Work required: Copy out the stretch of items from the line containing "pin on the sky" through the end of the items, with the requests included, and scale every coordinate in the answers by 2.35, rounding to whole numbers with halves going up. Keep the numbers in the requests and their format samples unchanged, and return only that stretch.

═══ Recorded information ═══

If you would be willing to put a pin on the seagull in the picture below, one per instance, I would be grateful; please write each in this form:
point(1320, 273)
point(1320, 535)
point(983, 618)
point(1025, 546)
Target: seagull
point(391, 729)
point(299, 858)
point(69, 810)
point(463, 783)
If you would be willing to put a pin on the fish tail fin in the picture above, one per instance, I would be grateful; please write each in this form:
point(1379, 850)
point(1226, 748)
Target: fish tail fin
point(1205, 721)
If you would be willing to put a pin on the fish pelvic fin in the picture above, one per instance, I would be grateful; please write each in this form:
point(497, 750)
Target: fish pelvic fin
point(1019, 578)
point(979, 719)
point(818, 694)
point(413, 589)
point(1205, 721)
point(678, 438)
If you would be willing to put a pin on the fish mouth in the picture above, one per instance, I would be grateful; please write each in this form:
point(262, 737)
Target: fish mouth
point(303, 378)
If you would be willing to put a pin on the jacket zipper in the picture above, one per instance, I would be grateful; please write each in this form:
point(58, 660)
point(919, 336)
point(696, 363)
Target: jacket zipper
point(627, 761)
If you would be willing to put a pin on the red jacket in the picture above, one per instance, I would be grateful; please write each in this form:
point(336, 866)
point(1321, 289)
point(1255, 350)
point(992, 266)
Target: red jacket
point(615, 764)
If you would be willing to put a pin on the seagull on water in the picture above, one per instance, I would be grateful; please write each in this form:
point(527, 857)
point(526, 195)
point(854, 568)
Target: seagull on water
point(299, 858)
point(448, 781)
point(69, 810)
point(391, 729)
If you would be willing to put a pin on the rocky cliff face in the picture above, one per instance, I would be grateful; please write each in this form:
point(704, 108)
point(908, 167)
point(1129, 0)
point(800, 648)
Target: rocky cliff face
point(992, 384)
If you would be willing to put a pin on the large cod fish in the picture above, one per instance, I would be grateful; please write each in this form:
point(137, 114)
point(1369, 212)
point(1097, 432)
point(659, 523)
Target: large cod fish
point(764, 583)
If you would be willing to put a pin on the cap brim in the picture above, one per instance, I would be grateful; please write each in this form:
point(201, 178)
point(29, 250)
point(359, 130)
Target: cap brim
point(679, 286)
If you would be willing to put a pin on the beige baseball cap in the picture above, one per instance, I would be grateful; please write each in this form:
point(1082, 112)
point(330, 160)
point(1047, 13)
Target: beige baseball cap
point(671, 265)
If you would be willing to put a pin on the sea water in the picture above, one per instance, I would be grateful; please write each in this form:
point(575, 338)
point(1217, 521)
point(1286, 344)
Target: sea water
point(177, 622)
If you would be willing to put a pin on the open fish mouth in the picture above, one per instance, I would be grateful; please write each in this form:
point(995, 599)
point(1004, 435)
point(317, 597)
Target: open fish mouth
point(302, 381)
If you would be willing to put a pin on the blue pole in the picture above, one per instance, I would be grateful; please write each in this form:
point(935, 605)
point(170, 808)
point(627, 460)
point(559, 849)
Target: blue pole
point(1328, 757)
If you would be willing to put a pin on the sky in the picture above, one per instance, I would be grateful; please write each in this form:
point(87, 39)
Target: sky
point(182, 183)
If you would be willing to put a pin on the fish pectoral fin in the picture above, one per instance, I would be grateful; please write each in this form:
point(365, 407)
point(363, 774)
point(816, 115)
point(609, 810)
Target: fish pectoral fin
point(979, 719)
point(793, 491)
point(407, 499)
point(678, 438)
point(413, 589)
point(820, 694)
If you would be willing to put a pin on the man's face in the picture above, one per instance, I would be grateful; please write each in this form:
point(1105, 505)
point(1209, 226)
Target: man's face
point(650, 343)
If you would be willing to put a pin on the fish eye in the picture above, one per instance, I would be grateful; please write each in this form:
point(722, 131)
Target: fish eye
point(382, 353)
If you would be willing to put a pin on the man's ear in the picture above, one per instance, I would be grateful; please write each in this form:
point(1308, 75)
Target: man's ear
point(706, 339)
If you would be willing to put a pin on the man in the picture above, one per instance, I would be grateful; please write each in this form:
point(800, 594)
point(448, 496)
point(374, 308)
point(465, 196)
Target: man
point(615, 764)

═══

Result of this task:
If you would be willing to put a pin on the sky in the picture above, one per instance, I would be grateful; please write each in this form:
point(87, 39)
Target: sky
point(428, 430)
If you would be willing to put a pin on the fish pectoral fin in the picture above, one per instance, I would be grateful; please write each in this form:
point(365, 407)
point(363, 774)
point(816, 115)
point(609, 810)
Target: fish pectoral fin
point(2301, 1690)
point(1864, 1154)
point(956, 1173)
point(1593, 1029)
point(971, 1384)
point(1927, 1631)
If you would be willing to put a pin on the man's face in the picture above, one per instance, I would be grateful; please write each in this form:
point(1105, 505)
point(1209, 226)
Target: man's face
point(1528, 806)
If you would be willing to put a pin on the fish eye in the picture above, one per instance, I would be grateful; please write each in this form:
point(722, 131)
Target: fish eye
point(898, 830)
If you would be willing to put a pin on the man's ear in the picture above, one per instance, I would be grateful; please write each in this form:
point(1308, 75)
Target: man's ear
point(1659, 797)
If you would be willing to put a pin on the man in the picture above, one per instance, I would be grateful; please write each in this form:
point(800, 594)
point(448, 496)
point(374, 308)
point(465, 196)
Target: man
point(1445, 1795)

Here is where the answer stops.